▶ DIRECTIONS FOR THIS TASK: Your answer must be an exact copy of the lines below, from the first through the one with "box: [191, 80, 220, 118]", with no pictures.

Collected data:
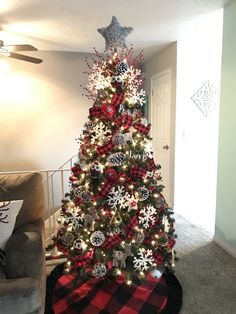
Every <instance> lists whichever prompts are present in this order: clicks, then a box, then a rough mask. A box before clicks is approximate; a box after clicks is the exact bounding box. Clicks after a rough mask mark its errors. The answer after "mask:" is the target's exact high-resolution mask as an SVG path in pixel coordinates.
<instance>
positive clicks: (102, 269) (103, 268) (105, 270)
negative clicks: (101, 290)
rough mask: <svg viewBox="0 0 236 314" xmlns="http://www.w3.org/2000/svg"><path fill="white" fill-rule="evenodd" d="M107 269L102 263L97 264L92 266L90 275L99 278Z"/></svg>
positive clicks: (105, 274) (102, 275) (104, 265)
mask: <svg viewBox="0 0 236 314" xmlns="http://www.w3.org/2000/svg"><path fill="white" fill-rule="evenodd" d="M106 272H107V269H106V266H105V265H104V264H102V263H97V264H95V265H94V267H93V270H92V274H93V276H94V277H96V278H101V277H104V276H105V275H106Z"/></svg>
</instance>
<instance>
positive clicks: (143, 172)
mask: <svg viewBox="0 0 236 314" xmlns="http://www.w3.org/2000/svg"><path fill="white" fill-rule="evenodd" d="M146 172H147V170H146V169H143V168H141V167H137V166H133V167H132V168H131V171H130V175H131V177H133V178H140V179H142V178H143V177H144V176H145V174H146Z"/></svg>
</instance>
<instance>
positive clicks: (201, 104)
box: [191, 80, 220, 118]
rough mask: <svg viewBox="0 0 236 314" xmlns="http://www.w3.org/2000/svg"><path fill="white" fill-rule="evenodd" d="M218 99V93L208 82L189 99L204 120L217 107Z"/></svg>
mask: <svg viewBox="0 0 236 314" xmlns="http://www.w3.org/2000/svg"><path fill="white" fill-rule="evenodd" d="M219 98H220V94H219V91H218V90H217V88H216V87H215V86H214V85H213V84H211V83H210V81H209V80H208V81H206V82H205V83H204V84H203V85H202V86H201V87H200V88H199V90H198V91H197V92H196V93H195V94H194V95H193V96H192V97H191V99H192V101H193V102H194V103H195V104H196V105H197V107H198V109H200V111H201V112H202V113H203V114H204V116H205V117H206V118H208V116H209V114H211V113H212V112H213V111H214V110H215V108H217V106H218V105H219Z"/></svg>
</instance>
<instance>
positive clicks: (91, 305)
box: [52, 274, 177, 314]
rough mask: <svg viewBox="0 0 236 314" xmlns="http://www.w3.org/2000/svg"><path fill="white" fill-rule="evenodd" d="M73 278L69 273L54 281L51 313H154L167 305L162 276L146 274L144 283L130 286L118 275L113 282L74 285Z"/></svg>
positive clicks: (168, 293)
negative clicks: (56, 281)
mask: <svg viewBox="0 0 236 314" xmlns="http://www.w3.org/2000/svg"><path fill="white" fill-rule="evenodd" d="M74 279H75V274H71V275H62V276H61V277H59V279H58V280H57V283H56V285H55V287H54V290H53V295H52V308H53V310H54V314H78V313H80V314H91V313H93V314H115V313H117V314H154V313H162V311H163V310H165V308H166V307H167V305H168V296H169V295H170V292H169V287H168V283H167V280H166V279H165V276H162V277H161V278H158V279H156V278H153V277H152V276H151V275H150V274H149V275H148V276H147V281H146V282H144V283H142V282H141V281H139V280H134V281H133V283H132V285H130V286H128V285H127V284H126V283H125V282H124V278H123V277H122V276H120V277H118V278H117V279H116V280H115V279H114V280H108V279H107V280H104V279H103V278H102V279H95V278H90V279H87V280H81V281H79V282H78V284H77V285H75V284H74ZM172 289H173V288H172ZM169 313H172V314H176V313H177V312H176V311H174V312H169Z"/></svg>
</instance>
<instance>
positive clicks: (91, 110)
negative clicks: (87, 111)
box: [89, 106, 102, 118]
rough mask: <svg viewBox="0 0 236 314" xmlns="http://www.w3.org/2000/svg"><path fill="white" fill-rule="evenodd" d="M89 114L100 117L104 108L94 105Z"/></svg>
mask: <svg viewBox="0 0 236 314" xmlns="http://www.w3.org/2000/svg"><path fill="white" fill-rule="evenodd" d="M89 115H90V116H91V117H97V118H100V117H101V115H102V109H101V107H99V106H94V107H92V108H89Z"/></svg>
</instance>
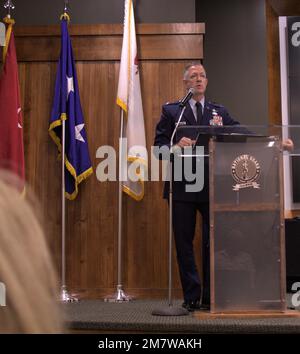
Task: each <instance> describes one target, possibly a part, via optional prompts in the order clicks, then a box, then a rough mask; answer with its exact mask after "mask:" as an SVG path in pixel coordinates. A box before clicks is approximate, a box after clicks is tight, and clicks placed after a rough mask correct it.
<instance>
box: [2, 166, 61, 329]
mask: <svg viewBox="0 0 300 354" xmlns="http://www.w3.org/2000/svg"><path fill="white" fill-rule="evenodd" d="M18 183H19V182H18V181H17V180H16V178H15V177H14V176H12V175H10V174H9V175H8V174H7V173H5V172H0V282H1V283H2V286H3V284H4V285H5V290H6V291H5V297H6V306H0V333H61V332H62V331H63V324H62V323H63V322H62V318H61V315H60V312H59V304H58V303H57V299H58V287H57V278H56V272H55V270H54V266H53V263H52V259H51V255H50V252H49V249H48V245H47V242H46V239H45V235H44V232H43V228H42V225H41V222H40V218H38V216H37V215H36V214H35V212H34V209H33V204H32V202H30V201H29V197H31V198H32V200H33V196H32V195H31V194H29V193H28V191H26V197H25V198H24V195H22V194H20V191H19V188H18Z"/></svg>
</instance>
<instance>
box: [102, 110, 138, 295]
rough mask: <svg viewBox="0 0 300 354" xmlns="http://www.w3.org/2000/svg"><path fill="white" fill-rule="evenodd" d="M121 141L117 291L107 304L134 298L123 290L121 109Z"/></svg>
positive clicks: (123, 122) (120, 144)
mask: <svg viewBox="0 0 300 354" xmlns="http://www.w3.org/2000/svg"><path fill="white" fill-rule="evenodd" d="M120 111H121V113H120V125H121V126H120V139H119V207H118V211H119V213H118V274H117V291H116V293H115V294H114V295H112V296H108V297H106V298H105V299H104V301H106V302H125V301H131V300H132V297H131V296H128V295H126V294H125V292H124V290H123V289H122V221H123V206H122V202H123V186H122V177H123V136H124V134H123V132H124V111H123V109H120Z"/></svg>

▶ PROBLEM SOLUTION:
Every <instance> lists whichever prompts are present in this order: clicks, then a box, then a rough mask. A box before clicks is approximate; a box after clicks is the exact bounding box. Clicks after a rough mask mark its errors. The answer after "mask:" is the target's exact high-resolution mask as an SVG path in pixel coordinates.
<instance>
positive clicks: (102, 269) (103, 268) (105, 270)
negative clicks: (101, 290)
rough mask: <svg viewBox="0 0 236 314" xmlns="http://www.w3.org/2000/svg"><path fill="white" fill-rule="evenodd" d="M107 269L102 263L97 264L92 266L90 275L99 278Z"/></svg>
positive clicks: (105, 274) (102, 275) (104, 265)
mask: <svg viewBox="0 0 236 314" xmlns="http://www.w3.org/2000/svg"><path fill="white" fill-rule="evenodd" d="M106 272H107V269H106V266H105V265H104V264H102V263H97V264H95V265H94V267H93V270H92V274H93V276H94V277H96V278H101V277H104V276H105V275H106Z"/></svg>
</instance>
<instance>
positive clicks: (143, 172)
mask: <svg viewBox="0 0 236 314" xmlns="http://www.w3.org/2000/svg"><path fill="white" fill-rule="evenodd" d="M146 172H147V170H146V169H143V168H141V167H137V166H133V167H132V168H131V171H130V175H131V177H133V178H140V179H142V178H143V177H144V176H145V174H146Z"/></svg>
</instance>
<instance>
positive clicks: (201, 104)
box: [191, 80, 220, 118]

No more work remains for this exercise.